__Provided text__
Warning: Removed 10 rows containing non-finite outside the scale range
(`stat_bin()`).

Warning: Removed 3733 rows containing non-finite outside the scale range
(`stat_bin()`).

Note that a lot of p-values get pushed towards a value of 1 - a lot more than the untransformed p-values.

The main thing to understand about this adjustment procedure is that it reduces the proportion of False Discoveries - which are candidates we think pass the p-value threshold but are not real discoveries. False discoveries are similar to False Positives, but with a different prioritization framework.

5.15 Going back to Volcano Plots

This is beginning to look familiar, doesn’t it? If we transform padj by taking the -log10, we arrive at our transformed volcano plot:

GSE_results |>
  ggplot() +
  geom_point(aes(y=-log10(padj), x=log2FoldChange), color="black") +
  geom_hline(yintercept = -log10(0.05), lty=2) +
  annotate(geom="text", x=0, y=0.1, label="alpha") +
  xlab("log2 fold change") +
  geom_vline(xintercept = -1) +
  geom_vline(xintercept = 1)

__Required action A__
Answer these from the excerpt on adjusted p-values:
(i) How many rows does the second warning say were removed?
(ii) What does the adjustment procedure reduce?
(iii) At what y value does the plot code draw the dashed horizontal line?
__Required action B__
Does each statement agree with the excerpt on adjusted p-values? Answer yes or no, and quote the words that decide it.
(i) The adjustment pushes many p-values toward 1, more than the untransformed p-values.
(ii) The plot code draws vertical lines at -2 and 2.
(iii) False discoveries are the same thing as False Positives.

__Data for analysis__
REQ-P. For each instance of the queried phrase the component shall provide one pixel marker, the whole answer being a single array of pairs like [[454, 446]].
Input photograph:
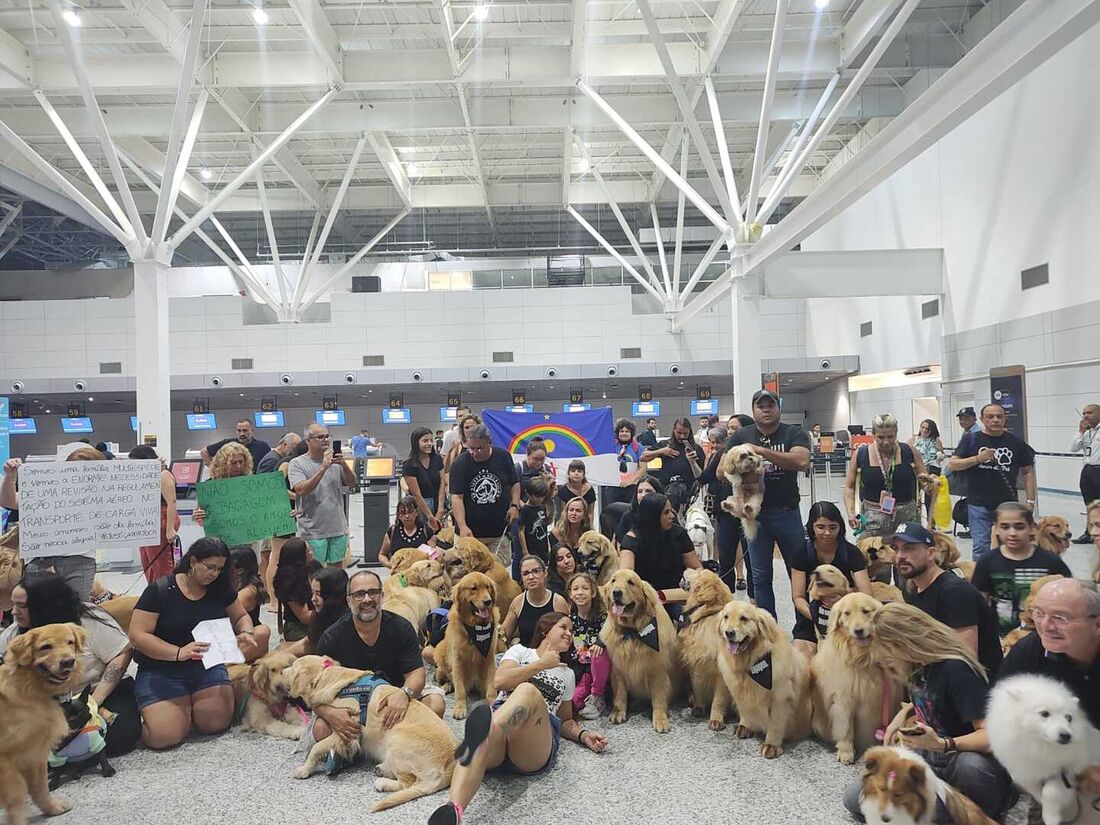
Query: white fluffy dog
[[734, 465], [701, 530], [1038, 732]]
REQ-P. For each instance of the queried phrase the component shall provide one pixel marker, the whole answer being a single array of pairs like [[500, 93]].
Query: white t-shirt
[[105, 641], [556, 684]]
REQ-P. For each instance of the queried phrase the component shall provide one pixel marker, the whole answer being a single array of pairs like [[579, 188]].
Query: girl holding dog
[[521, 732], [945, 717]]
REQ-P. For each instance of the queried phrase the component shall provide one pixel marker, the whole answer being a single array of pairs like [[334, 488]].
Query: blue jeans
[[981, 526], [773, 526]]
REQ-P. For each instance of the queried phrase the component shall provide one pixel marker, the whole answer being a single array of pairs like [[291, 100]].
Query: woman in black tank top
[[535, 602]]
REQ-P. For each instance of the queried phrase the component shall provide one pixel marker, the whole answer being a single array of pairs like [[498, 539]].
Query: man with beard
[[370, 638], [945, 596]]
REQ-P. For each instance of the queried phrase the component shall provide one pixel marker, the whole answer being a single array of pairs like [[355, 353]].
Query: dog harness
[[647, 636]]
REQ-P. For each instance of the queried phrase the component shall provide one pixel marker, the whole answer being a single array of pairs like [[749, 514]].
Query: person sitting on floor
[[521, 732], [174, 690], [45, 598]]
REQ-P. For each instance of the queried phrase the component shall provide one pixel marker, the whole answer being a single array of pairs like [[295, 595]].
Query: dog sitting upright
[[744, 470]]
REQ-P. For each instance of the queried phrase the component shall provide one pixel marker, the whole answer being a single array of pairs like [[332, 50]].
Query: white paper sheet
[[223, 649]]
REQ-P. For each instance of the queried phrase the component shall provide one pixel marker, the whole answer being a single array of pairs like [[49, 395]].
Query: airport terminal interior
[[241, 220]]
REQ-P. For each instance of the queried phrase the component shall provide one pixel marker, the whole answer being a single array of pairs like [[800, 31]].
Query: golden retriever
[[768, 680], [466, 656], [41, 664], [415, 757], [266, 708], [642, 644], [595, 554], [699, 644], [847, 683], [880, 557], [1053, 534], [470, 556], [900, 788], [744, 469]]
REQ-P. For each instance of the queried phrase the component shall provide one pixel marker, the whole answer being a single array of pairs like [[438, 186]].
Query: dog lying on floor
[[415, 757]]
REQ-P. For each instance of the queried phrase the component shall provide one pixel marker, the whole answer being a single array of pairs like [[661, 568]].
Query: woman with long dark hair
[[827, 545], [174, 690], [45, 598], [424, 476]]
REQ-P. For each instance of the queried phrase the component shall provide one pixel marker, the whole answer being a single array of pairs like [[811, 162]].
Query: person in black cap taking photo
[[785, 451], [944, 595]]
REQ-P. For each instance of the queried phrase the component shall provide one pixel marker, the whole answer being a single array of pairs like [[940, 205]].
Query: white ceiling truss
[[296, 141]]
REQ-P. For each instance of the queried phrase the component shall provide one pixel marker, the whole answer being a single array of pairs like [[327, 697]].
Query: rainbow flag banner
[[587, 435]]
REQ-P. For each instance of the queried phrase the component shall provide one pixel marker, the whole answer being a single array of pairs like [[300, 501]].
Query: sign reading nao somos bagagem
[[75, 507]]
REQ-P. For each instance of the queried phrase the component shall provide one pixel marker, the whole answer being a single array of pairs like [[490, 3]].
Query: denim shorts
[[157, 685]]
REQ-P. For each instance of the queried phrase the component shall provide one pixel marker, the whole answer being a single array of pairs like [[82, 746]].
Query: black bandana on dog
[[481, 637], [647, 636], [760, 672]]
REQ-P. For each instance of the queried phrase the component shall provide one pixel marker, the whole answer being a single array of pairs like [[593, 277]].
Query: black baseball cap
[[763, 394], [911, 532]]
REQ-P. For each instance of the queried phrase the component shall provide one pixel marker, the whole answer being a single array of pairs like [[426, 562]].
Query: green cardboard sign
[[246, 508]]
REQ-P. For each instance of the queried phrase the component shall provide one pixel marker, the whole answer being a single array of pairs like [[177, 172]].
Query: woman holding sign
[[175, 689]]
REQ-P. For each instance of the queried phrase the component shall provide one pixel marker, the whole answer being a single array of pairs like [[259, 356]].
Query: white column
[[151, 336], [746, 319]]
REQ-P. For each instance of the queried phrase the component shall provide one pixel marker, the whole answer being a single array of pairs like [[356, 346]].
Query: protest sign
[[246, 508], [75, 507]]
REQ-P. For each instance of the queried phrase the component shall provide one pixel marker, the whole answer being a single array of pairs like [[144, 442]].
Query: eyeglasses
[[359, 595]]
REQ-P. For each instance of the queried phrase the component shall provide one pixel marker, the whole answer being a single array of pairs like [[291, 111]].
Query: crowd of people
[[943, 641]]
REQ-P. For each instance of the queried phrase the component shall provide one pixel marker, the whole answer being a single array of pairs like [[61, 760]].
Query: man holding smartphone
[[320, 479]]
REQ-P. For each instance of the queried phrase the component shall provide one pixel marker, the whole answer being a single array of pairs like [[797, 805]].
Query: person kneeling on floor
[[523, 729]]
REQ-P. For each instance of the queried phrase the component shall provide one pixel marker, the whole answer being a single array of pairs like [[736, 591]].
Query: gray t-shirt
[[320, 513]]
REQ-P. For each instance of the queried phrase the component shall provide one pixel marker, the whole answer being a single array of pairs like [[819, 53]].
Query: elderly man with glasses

__Written solution A__
(i) 3733 rows.
(ii) The proportion of False Discoveries.
(iii) At -log10(0.05).

__Written solution B__
(i) Yes: "a lot of p-values get pushed towards a value of 1 - a lot more than the untransformed p-values."
(ii) No: "geom_vline(xintercept = -1) +" and "geom_vline(xintercept = 1)"
(iii) No: "False discoveries are similar to False Positives, but with a different prioritization framework."